_WHAT TO PRODUCE_.
Word for word, retype the lines from the one containing "Tag the black" to the last line of the data below, both ends included.

(Image-grounded pointing data)
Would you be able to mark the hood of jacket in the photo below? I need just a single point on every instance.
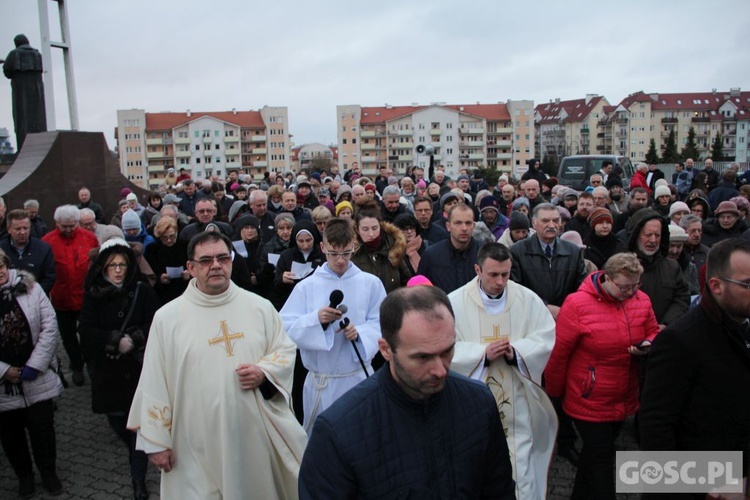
(637, 221)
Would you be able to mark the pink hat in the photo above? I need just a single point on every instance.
(419, 280)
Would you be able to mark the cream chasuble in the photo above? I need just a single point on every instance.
(227, 443)
(527, 414)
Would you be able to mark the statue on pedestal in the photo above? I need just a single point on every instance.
(23, 67)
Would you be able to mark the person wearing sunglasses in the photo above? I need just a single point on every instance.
(601, 330)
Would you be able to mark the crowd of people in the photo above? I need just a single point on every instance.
(296, 337)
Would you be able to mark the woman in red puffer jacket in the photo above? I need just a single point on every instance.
(601, 329)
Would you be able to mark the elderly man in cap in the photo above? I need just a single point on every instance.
(490, 214)
(726, 223)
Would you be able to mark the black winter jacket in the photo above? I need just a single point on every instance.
(698, 374)
(552, 280)
(446, 267)
(36, 258)
(662, 278)
(377, 442)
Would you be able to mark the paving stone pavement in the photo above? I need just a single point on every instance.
(93, 464)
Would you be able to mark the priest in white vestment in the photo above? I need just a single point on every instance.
(213, 406)
(326, 349)
(504, 337)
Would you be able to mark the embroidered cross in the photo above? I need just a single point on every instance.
(226, 338)
(495, 335)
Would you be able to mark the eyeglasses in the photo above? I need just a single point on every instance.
(627, 288)
(223, 259)
(346, 254)
(741, 283)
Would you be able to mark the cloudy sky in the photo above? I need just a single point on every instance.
(174, 55)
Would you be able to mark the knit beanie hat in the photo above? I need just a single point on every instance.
(518, 220)
(599, 215)
(130, 220)
(678, 206)
(341, 206)
(662, 191)
(677, 234)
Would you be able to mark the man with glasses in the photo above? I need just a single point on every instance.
(694, 397)
(336, 352)
(70, 247)
(217, 365)
(423, 212)
(205, 213)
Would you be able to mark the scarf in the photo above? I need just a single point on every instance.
(374, 244)
(16, 342)
(412, 251)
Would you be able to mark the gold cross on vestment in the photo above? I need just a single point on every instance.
(226, 338)
(495, 335)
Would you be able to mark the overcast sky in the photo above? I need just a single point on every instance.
(174, 55)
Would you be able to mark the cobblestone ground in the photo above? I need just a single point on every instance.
(93, 464)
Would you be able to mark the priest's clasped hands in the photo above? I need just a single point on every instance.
(499, 348)
(250, 376)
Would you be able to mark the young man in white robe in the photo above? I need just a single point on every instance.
(504, 337)
(213, 406)
(329, 351)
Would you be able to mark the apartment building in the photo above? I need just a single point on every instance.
(629, 127)
(204, 143)
(308, 157)
(569, 127)
(498, 136)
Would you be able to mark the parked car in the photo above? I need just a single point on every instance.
(575, 171)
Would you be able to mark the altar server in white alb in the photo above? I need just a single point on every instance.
(504, 337)
(328, 350)
(213, 406)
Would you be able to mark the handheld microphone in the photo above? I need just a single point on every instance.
(336, 297)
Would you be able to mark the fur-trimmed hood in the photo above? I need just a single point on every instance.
(19, 282)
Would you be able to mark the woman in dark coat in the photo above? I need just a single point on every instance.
(116, 317)
(601, 243)
(247, 237)
(415, 244)
(167, 251)
(382, 247)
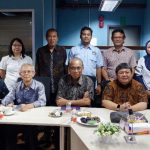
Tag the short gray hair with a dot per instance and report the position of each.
(27, 64)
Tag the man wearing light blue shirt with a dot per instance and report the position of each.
(27, 93)
(90, 55)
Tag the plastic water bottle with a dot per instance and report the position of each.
(68, 107)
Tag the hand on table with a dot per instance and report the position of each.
(98, 90)
(125, 106)
(25, 107)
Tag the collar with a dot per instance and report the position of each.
(89, 46)
(123, 49)
(124, 86)
(55, 48)
(71, 81)
(13, 57)
(31, 86)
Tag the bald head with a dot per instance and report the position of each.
(75, 68)
(76, 60)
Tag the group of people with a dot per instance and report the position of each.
(87, 73)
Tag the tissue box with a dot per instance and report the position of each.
(138, 128)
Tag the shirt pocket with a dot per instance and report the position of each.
(93, 62)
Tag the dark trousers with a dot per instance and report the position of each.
(52, 133)
(2, 137)
(52, 99)
(29, 133)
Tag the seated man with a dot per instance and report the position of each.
(75, 88)
(27, 94)
(124, 93)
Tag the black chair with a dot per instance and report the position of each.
(46, 83)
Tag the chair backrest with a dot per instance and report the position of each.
(46, 83)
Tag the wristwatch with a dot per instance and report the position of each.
(118, 107)
(99, 84)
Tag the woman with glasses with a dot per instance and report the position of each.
(10, 65)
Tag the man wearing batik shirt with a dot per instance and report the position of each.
(124, 92)
(50, 62)
(116, 55)
(75, 88)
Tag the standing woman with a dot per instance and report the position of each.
(143, 71)
(10, 65)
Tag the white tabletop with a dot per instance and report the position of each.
(36, 116)
(84, 134)
(92, 142)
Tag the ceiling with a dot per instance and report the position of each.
(95, 3)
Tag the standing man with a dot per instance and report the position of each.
(116, 55)
(91, 57)
(50, 61)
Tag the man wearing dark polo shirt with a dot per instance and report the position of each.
(50, 62)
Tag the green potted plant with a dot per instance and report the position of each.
(106, 131)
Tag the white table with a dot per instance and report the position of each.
(38, 116)
(83, 138)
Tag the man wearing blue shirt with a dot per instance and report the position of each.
(27, 94)
(90, 55)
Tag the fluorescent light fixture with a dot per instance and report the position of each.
(109, 5)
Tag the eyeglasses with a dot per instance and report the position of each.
(75, 68)
(118, 37)
(15, 45)
(26, 72)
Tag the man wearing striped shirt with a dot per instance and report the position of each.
(116, 55)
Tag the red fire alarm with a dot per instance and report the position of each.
(101, 21)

_TASK OUTPUT_.
Tag the black chair with a dot per instance and report the position of each.
(46, 83)
Tag the chair backrest with a dot per instance and report the position of each.
(46, 83)
Tag the wristwatch with a dot per instance and report the position of each.
(118, 107)
(99, 84)
Tag the woman with glasses with a dot per instance and report the position of each.
(10, 65)
Tag the man wearing batik shirt with a dot per instance and report the position of each.
(124, 92)
(50, 62)
(116, 55)
(75, 88)
Tag the standing woman with a dot per instance and report the position of each.
(143, 71)
(10, 65)
Tag the white tabletop with a dot per instance and report the position of each.
(36, 116)
(84, 134)
(92, 142)
Tag the ceiling with a dot per instance and report the position of each.
(95, 3)
Tag the standing man with a dot per instance and report the position of each.
(116, 55)
(91, 57)
(50, 61)
Tag the man wearing dark polo shirt with a dot per instance and report the position of each.
(50, 62)
Tag the green potted plant with a dot per instance and report the position of each.
(106, 131)
Tag the white table with a dot per instance and report the position of each.
(38, 116)
(83, 138)
Tag the man wearing blue shirt with a dot per instance and report the position of each.
(27, 94)
(90, 55)
Tag the fluorescent light fixture with a dot per instance and report the position of each.
(109, 5)
Tag the eyeglasses with a dot per instance and report the position of each.
(75, 68)
(118, 37)
(15, 45)
(26, 72)
Tag the man wearing striped shirt with a dot per instance and report the position of each.
(116, 55)
Tag the red fire alarm with a dot per instance and report the position of each.
(101, 21)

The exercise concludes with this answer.